→ **CONSIGNE 1**
Indiquez, s'il vous plaît, si chacune des affirmations suivantes concorde avec le texte sur Ricœur, en répondant par oui ou par non et en citant mot pour mot les termes décisifs du texte : (a) Ricœur a rapidement compris qu'on le rangeait avec le catholicisme pétainiste ; (b) Ricœur a proposé une déconstruction du dogme du sacrifice expiatoire et du pardon ; (c) Ricœur a milité pour une philosophie kantienne des limites.
→ **CONSIGNE 2**
D'après le texte sur Ricœur, pourquoi peut-on dire que Ricœur est allé plus loin que la plupart des philosophes français contemporains dans sa critique des constructions théologiques ? Répondez en une à trois phrases.

→ **DOCUMENT SOURCE**
........
Il faut commencer par rappeler l’attachement de Ricœur à ce vieux protestantisme français qui fut longtemps militant de la liberté, des Lumières, de la République, de la laïcité, de la modernité. Ricœur a mis du temps à comprendre qu’il était, dans les mentalités de l’intelligentsia française des années 60 et 70, enfermé dans le même sac non seulement que le catholicisme de gauche, mais que le catholicisme pétainiste! Il a eu beau annoncer son rigoureux et méthodique agnosticisme de philosophe, militer pour une philosophie kantienne des limites, proposer une longue et profonde déconstruction des grands dogmes, celui du mythe de la peine (punition) à propos du mal, celui de l’impuissance et de l’incapacité humaines, celui du sacrifice expiatoire et du pardon, celui de la résurrection (et de l’espérance d’un au-delà) à propos de la vie, etc., bref aller bien plus loin que la plupart des philosophes français contemporains dans sa critique effective des constructions théologiques, il a longtemps été soupçonné (par ceux qui jamais n’ont soupçonné leur propre théologie implicite (2)) de présupposer une théologie clandestine.
........
→ **DONNÉES**
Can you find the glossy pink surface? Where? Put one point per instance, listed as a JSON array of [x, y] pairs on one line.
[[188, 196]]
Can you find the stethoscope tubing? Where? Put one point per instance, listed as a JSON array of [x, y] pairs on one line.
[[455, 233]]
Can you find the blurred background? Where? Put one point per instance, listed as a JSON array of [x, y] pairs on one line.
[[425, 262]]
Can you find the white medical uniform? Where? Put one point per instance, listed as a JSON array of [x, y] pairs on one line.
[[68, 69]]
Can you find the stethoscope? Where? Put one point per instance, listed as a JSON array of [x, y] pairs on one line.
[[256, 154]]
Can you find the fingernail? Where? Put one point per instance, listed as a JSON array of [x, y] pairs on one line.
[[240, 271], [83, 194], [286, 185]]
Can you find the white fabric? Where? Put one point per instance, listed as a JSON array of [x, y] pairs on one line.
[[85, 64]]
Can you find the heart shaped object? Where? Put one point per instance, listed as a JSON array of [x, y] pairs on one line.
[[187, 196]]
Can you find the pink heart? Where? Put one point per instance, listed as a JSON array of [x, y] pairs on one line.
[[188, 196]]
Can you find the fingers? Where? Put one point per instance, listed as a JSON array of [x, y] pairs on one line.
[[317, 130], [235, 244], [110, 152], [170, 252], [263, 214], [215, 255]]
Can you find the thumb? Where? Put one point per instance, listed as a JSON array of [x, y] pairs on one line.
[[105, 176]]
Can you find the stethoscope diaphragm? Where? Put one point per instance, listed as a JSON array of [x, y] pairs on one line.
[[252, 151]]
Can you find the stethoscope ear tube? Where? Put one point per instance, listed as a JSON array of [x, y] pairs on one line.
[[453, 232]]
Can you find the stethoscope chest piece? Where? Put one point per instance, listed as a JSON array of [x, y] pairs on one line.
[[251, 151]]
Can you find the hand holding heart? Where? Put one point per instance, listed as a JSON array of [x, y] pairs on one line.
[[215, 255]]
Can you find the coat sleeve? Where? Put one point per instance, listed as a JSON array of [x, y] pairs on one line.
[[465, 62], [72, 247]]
........
→ **RÉPONSE 1**
(a) Non : « Ricœur a mis du temps à comprendre »
(b) Oui : « celui du sacrifice expiatoire et du pardon »
(c) Oui : « militer pour une philosophie kantienne des limites »

→ **RÉPONSE 2**
Ricœur a proposé une longue et profonde déconstruction des grands dogmes. Elle porte sur le mythe de la peine à propos du mal, l'impuissance et l'incapacité humaines, le sacrifice expiatoire et le pardon, ainsi que la résurrection et l'espérance d'un au-delà.